[BEGIN Extracted information]

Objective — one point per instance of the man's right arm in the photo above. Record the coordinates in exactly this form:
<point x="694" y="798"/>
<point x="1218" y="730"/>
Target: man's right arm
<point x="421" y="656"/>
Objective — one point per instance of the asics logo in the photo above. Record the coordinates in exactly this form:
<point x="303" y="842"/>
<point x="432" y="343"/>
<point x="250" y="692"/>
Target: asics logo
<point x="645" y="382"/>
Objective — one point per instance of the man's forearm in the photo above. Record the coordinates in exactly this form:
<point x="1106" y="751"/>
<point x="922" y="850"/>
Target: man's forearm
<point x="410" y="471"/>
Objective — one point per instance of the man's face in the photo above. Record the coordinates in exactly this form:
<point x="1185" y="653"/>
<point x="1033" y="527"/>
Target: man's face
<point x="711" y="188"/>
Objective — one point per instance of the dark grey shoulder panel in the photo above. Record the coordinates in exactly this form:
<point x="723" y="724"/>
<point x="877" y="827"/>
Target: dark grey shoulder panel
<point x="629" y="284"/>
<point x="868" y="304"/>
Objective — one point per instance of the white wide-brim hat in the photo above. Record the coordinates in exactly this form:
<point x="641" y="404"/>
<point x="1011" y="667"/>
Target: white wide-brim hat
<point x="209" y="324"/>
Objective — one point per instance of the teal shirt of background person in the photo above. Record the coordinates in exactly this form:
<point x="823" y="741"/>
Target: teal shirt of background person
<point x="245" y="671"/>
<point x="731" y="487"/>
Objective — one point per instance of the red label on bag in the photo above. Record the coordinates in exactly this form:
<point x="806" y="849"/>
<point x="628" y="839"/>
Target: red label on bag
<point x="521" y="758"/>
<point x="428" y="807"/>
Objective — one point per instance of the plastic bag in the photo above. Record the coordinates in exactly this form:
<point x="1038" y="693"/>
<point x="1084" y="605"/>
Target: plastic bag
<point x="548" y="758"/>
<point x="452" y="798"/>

[END Extracted information]

#### What to do:
Please write out the records above again, swapping each "Target" for "Item" and leaving everything else as it is.

#### Exercise result:
Objective — one point per instance of the man's right arm in the photo above. Record the coordinates in exactly this form:
<point x="694" y="798"/>
<point x="1218" y="730"/>
Item: man's right arm
<point x="421" y="656"/>
Objective — one point per instance of the asics logo in the photo above. Record the coordinates in exactly this form:
<point x="303" y="842"/>
<point x="432" y="343"/>
<point x="250" y="692"/>
Item: asics logo
<point x="645" y="382"/>
Objective — one point per instance of the man's forearm in the photo above. Record the coordinates in exactly this form:
<point x="1106" y="751"/>
<point x="922" y="850"/>
Item: man's forearm
<point x="410" y="471"/>
Objective — one point per instance of the man's face in the photo above. Record the coordinates in exactly this form:
<point x="1185" y="653"/>
<point x="1033" y="527"/>
Item: man's face
<point x="711" y="188"/>
Objective — one point per instance of the dark grey shoulder panel in the photo above. Record the coordinates in exactly this form:
<point x="723" y="724"/>
<point x="877" y="827"/>
Item: dark grey shoulder panel
<point x="629" y="284"/>
<point x="868" y="304"/>
Objective — one point per instance of the white wide-brim hat in the photo above. Record the coordinates in exactly this form:
<point x="641" y="404"/>
<point x="1011" y="667"/>
Item: white wide-brim hat
<point x="209" y="324"/>
Objective — one point per instance of the teal shirt of background person in the photo above. Record the coordinates in exactly this form:
<point x="823" y="741"/>
Item: teal shirt of background person
<point x="245" y="671"/>
<point x="731" y="487"/>
Objective — one point per instance of the red label on bag in the photo above. Record the coordinates in exactly this form:
<point x="806" y="849"/>
<point x="628" y="839"/>
Item: red label on bag
<point x="521" y="758"/>
<point x="428" y="807"/>
Objective — one point per instance of the plastic bag in the photo above. Record the coordinates in exactly this form:
<point x="1038" y="693"/>
<point x="1084" y="605"/>
Item: plastic bag
<point x="548" y="758"/>
<point x="452" y="798"/>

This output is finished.